##### TRECHO ORIGINAL #####

Blaney havia sido engenheiro de som em "Combat Rock", do Clash, e rapidamente atendeu ao chamado telefônico prometendo ir ao estúdio no dia seguinte. A conversa fluiu, Garcia mostrou os álbuns lançados até ali e algumas das demos em que havia trabalhado nos últimos meses. O futuro produtor tinha muitas questões sobre o método de gravação de Garcia, porque, com toda experiência, nunca ouviu nada parecido. Quando soube que ele era argentino, a coisa não ficou muito melhor. Mas topou.

O trabalho começou com Garcia no vocal e instrumentos diversos e Aznar no baixo. A princípio, a ideia era montar uma banda em estúdio para gravar, o que não funcionou. Baterista experiente e parte de banda do virtuoso músico tchecoeslovaco Jon Hammer, Tony Smith apareceu no estúdio e simplesmente não dava liga. Blaney não teve outra escolha a não ser sugerir manter como a demo havia sido feita, com a bateria eletrônica. Garcia concordou rapidamente, para não perder tempo e dinheiro em uma sessão no caro estúdio.

##### MATERIAL FORNECIDO #####

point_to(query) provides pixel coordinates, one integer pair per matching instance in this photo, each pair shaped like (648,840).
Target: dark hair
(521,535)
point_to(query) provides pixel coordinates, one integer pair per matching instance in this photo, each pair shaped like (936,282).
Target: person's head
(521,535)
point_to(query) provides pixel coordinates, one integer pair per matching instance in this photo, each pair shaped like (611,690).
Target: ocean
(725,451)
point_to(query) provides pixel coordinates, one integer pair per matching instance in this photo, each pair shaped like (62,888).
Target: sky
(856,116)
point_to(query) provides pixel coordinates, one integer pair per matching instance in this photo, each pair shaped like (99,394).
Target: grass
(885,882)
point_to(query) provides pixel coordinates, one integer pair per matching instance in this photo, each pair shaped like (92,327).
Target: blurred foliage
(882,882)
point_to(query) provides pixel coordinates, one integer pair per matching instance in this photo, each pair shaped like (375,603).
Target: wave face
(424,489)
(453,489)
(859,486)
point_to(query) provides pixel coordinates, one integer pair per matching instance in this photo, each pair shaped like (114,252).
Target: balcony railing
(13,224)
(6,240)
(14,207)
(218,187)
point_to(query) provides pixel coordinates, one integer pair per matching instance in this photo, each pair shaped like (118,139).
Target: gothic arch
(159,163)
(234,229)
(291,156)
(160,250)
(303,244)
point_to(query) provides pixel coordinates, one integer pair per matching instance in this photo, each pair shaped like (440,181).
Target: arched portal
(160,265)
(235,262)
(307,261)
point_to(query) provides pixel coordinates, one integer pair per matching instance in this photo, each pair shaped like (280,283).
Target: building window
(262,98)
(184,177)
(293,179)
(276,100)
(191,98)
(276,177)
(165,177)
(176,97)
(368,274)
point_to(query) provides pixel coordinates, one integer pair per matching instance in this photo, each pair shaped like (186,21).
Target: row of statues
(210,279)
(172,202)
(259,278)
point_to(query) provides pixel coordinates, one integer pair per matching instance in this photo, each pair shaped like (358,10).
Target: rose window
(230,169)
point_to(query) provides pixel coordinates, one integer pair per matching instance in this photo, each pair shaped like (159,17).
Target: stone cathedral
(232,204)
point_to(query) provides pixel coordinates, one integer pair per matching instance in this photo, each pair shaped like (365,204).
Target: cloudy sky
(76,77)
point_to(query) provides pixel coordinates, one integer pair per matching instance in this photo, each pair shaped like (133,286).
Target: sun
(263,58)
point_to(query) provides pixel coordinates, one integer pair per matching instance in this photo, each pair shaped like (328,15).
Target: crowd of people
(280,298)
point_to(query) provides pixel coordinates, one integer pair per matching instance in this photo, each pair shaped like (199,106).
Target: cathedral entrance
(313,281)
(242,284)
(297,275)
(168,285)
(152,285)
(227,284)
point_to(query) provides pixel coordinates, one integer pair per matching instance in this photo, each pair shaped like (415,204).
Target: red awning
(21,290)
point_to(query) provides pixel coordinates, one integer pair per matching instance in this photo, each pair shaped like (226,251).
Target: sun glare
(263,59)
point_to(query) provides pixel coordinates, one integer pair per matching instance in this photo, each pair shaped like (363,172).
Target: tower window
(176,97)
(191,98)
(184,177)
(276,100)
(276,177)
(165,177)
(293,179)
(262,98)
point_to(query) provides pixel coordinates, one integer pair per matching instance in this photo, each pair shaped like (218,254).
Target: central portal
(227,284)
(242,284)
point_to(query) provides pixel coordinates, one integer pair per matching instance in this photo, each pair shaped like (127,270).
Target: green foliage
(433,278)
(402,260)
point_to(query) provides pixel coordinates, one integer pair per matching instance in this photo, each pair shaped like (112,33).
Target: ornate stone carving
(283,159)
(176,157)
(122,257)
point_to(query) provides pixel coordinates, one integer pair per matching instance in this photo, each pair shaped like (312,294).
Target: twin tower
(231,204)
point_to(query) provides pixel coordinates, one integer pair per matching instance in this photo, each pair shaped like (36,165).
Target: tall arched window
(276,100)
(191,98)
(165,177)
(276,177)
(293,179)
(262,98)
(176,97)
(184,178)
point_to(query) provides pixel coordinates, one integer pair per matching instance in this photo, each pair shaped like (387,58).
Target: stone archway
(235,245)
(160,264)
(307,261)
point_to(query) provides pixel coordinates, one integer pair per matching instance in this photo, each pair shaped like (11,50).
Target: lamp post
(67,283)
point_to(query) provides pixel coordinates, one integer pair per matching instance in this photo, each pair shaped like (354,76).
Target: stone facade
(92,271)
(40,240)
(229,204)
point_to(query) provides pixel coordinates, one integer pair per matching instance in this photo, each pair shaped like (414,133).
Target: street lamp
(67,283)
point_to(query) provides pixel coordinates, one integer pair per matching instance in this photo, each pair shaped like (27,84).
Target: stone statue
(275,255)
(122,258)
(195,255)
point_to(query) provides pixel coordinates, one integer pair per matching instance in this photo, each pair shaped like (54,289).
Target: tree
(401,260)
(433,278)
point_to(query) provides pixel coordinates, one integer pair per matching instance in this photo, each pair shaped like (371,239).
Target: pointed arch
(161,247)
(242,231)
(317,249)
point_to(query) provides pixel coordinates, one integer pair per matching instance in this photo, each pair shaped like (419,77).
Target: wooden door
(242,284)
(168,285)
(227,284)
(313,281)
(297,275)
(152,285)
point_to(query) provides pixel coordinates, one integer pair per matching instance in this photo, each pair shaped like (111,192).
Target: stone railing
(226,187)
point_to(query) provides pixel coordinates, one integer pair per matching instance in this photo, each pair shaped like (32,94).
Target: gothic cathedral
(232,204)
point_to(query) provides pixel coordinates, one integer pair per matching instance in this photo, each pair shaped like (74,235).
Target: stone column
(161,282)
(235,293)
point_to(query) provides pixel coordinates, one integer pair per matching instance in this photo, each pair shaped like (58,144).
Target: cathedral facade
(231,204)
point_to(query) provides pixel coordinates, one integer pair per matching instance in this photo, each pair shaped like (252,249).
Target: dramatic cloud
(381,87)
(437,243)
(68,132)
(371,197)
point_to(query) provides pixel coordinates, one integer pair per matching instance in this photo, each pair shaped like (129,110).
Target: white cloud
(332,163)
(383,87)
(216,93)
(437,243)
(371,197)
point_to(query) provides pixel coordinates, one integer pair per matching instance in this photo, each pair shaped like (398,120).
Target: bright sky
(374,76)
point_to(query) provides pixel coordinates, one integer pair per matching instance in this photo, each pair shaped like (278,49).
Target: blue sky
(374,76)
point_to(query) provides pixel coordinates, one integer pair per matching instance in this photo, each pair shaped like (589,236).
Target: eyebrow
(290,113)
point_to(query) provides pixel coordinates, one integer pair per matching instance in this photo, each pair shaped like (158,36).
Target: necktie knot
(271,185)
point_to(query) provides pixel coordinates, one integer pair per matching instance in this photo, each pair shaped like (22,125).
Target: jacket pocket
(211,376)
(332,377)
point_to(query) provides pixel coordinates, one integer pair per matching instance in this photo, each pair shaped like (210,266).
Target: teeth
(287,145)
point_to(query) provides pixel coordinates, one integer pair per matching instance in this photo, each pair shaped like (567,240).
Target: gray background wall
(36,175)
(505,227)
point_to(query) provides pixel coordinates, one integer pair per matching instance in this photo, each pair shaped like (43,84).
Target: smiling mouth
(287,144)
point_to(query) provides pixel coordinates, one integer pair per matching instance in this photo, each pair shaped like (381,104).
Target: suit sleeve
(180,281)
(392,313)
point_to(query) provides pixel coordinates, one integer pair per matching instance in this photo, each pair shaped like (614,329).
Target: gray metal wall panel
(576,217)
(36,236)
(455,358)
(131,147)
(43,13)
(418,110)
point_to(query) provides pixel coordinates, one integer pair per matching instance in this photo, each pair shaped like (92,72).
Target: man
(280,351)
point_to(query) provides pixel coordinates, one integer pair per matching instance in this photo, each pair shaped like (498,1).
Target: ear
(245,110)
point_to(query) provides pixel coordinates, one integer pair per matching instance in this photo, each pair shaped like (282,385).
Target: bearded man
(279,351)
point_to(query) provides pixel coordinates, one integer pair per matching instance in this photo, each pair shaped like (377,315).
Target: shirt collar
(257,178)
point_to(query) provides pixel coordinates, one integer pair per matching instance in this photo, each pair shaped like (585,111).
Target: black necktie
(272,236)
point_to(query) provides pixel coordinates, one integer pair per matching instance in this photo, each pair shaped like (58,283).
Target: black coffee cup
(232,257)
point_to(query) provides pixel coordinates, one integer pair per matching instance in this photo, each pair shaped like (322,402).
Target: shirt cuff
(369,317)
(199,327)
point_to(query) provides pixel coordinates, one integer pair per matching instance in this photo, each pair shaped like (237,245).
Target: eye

#####

# ENUNCIADO
Por favor, redigite sem nenhuma alteração a parte do trecho original que começa nas palavras que contêm "Blaney havia sido" e termina logo depois de "melhor. Mas topou.".

# RESPOSTA ABAIXO
Blaney havia sido engenheiro de som em "Combat Rock", do Clash, e rapidamente atendeu ao chamado telefônico prometendo ir ao estúdio no dia seguinte. A conversa fluiu, Garcia mostrou os álbuns lançados até ali e algumas das demos em que havia trabalhado nos últimos meses. O futuro produtor tinha muitas questões sobre o método de gravação de Garcia, porque, com toda experiência, nunca ouviu nada parecido. Quando soube que ele era argentino, a coisa não ficou muito melhor. Mas topou.